--- start ---

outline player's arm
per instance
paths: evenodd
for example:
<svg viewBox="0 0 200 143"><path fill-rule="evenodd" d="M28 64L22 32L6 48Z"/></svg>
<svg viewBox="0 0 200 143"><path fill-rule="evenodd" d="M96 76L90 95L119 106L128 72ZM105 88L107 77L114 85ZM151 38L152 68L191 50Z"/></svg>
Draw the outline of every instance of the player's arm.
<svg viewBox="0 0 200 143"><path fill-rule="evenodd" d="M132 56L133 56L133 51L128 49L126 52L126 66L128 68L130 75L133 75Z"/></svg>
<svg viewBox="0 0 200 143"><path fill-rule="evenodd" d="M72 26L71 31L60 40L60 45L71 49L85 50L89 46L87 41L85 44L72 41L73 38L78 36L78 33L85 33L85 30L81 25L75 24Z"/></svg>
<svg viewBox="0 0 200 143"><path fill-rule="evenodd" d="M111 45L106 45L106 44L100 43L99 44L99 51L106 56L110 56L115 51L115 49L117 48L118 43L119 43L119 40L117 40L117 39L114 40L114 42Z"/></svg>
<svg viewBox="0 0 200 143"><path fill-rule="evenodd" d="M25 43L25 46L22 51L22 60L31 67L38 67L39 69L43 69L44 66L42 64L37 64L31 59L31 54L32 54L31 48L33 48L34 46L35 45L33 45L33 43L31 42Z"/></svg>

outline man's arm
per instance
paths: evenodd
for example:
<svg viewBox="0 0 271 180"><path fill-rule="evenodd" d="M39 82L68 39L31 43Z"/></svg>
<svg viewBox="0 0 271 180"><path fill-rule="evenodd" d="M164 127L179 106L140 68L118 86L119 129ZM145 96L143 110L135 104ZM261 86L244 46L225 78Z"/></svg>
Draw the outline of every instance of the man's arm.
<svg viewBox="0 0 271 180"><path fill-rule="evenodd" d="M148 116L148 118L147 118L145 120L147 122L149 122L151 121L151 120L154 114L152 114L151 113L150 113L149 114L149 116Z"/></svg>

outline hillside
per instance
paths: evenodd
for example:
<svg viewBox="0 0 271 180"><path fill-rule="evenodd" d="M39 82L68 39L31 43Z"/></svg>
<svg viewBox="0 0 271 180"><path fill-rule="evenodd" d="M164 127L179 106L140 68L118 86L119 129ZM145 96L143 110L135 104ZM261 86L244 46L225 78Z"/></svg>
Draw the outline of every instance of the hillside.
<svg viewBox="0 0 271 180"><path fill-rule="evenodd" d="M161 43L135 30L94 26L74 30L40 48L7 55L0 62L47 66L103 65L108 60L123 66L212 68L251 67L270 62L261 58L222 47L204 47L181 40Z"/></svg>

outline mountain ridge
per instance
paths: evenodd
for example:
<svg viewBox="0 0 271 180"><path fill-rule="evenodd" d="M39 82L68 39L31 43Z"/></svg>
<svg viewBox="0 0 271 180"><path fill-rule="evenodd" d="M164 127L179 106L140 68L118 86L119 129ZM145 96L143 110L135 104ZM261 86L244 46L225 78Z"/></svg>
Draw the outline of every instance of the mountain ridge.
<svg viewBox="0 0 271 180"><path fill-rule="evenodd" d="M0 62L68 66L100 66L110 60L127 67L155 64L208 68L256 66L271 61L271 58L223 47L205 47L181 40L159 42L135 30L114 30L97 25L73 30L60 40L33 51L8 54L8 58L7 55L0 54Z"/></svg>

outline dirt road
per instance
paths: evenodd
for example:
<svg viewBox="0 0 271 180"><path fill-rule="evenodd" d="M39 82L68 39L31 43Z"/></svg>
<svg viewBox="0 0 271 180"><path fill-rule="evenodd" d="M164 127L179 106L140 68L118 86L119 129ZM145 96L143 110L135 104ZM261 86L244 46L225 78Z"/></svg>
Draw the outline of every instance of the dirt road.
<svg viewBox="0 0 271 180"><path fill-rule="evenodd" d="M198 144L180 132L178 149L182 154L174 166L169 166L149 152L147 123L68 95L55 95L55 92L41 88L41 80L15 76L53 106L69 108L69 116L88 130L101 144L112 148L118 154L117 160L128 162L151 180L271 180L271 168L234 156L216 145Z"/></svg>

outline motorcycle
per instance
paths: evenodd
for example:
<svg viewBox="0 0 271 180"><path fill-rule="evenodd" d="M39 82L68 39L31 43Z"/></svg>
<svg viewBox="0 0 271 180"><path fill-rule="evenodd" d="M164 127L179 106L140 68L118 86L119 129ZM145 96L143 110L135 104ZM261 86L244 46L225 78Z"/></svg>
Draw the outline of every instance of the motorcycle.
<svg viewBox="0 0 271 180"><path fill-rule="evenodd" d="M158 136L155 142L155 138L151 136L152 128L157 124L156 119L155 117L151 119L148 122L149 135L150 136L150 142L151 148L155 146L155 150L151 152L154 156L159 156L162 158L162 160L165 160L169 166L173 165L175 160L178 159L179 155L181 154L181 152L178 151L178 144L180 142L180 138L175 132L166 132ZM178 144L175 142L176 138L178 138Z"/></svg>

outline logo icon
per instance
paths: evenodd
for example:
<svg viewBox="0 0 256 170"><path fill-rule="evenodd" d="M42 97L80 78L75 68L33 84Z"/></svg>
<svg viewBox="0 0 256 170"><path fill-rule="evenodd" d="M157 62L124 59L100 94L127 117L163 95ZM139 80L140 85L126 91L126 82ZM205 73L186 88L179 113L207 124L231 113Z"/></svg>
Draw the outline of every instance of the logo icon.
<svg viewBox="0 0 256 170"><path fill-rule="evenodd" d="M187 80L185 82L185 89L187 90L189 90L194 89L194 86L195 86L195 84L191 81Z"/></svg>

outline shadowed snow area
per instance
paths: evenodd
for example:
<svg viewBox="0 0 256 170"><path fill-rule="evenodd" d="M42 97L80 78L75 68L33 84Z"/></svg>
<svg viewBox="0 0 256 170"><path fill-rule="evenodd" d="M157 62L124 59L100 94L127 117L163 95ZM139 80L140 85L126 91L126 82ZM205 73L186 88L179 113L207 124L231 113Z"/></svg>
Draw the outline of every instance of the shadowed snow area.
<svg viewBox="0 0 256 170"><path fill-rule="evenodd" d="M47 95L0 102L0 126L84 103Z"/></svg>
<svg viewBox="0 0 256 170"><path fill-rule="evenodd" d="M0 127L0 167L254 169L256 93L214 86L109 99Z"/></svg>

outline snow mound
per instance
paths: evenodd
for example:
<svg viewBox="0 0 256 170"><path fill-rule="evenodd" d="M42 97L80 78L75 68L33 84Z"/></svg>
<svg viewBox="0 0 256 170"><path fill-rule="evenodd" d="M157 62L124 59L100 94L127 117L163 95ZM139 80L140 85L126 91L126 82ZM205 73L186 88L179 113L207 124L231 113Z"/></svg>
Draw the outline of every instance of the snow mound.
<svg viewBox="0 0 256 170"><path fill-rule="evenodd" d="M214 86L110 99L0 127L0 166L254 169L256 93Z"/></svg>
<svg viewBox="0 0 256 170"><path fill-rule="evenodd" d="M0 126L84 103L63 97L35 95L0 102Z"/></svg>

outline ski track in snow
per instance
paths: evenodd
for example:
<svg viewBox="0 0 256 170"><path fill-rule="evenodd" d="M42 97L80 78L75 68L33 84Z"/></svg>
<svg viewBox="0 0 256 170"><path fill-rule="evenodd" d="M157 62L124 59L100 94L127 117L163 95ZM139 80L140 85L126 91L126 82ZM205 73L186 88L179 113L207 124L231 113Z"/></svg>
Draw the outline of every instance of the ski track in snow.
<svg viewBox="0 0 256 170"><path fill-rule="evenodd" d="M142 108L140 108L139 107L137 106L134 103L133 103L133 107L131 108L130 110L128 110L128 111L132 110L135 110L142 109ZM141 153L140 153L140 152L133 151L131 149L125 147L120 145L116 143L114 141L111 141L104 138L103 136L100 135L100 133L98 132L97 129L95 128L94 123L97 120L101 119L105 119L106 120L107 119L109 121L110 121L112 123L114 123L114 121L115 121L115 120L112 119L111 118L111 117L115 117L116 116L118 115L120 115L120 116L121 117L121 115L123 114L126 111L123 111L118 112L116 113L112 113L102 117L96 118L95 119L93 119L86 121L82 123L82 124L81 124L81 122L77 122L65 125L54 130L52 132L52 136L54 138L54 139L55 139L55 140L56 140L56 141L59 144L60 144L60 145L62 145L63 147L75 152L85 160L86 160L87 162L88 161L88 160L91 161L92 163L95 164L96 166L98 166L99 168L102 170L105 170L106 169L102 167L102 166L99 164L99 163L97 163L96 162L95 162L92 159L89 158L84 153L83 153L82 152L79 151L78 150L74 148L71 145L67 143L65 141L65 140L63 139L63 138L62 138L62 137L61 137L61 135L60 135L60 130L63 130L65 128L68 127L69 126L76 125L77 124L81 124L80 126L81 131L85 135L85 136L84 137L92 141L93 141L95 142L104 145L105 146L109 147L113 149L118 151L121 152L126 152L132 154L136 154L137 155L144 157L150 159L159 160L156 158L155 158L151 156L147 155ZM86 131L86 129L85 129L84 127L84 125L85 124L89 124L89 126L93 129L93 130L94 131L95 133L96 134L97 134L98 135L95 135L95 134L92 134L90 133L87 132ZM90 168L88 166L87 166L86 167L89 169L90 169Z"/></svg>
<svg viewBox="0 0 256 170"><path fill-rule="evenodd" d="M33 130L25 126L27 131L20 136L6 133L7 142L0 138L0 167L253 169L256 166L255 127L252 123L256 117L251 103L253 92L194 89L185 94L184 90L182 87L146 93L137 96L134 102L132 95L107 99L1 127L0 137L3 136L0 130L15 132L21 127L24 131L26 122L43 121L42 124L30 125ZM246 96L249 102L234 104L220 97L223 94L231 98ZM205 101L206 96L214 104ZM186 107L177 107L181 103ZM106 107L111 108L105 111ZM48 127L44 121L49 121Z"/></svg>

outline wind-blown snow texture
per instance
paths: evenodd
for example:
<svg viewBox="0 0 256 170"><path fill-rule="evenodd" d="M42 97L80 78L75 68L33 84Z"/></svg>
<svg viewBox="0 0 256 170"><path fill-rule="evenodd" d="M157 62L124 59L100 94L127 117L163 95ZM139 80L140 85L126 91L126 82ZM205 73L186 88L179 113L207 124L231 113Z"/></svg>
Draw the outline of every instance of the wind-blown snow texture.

--- end ---

DIRECTIVE:
Reproduce the listing above word for word, from the line with "outline shadowed snow area" to the line with "126L84 103L63 97L35", including both of those lines and nothing more.

WRITTEN RESPONSE:
outline shadowed snow area
per instance
paths: evenodd
for example:
<svg viewBox="0 0 256 170"><path fill-rule="evenodd" d="M42 97L80 78L75 68L33 84Z"/></svg>
<svg viewBox="0 0 256 170"><path fill-rule="evenodd" d="M157 62L124 59L100 94L127 117L163 95ZM139 80L140 85L126 91L126 82ZM205 73L186 88L179 113L207 124L231 113Z"/></svg>
Draw the outline of every instance of the shadowed snow area.
<svg viewBox="0 0 256 170"><path fill-rule="evenodd" d="M47 95L0 102L0 126L84 103Z"/></svg>
<svg viewBox="0 0 256 170"><path fill-rule="evenodd" d="M0 127L0 167L254 169L256 93L214 86L109 99Z"/></svg>

outline snow mound
per instance
paths: evenodd
for example:
<svg viewBox="0 0 256 170"><path fill-rule="evenodd" d="M42 97L80 78L75 68L33 84Z"/></svg>
<svg viewBox="0 0 256 170"><path fill-rule="evenodd" d="M157 62L124 59L100 94L127 117L163 95ZM139 80L140 85L126 91L126 82ZM205 73L186 88L179 113L207 124L231 113Z"/></svg>
Draw the outline of every instance of the snow mound.
<svg viewBox="0 0 256 170"><path fill-rule="evenodd" d="M214 86L110 99L0 127L0 166L254 169L256 93Z"/></svg>
<svg viewBox="0 0 256 170"><path fill-rule="evenodd" d="M0 126L84 103L63 97L35 95L0 102Z"/></svg>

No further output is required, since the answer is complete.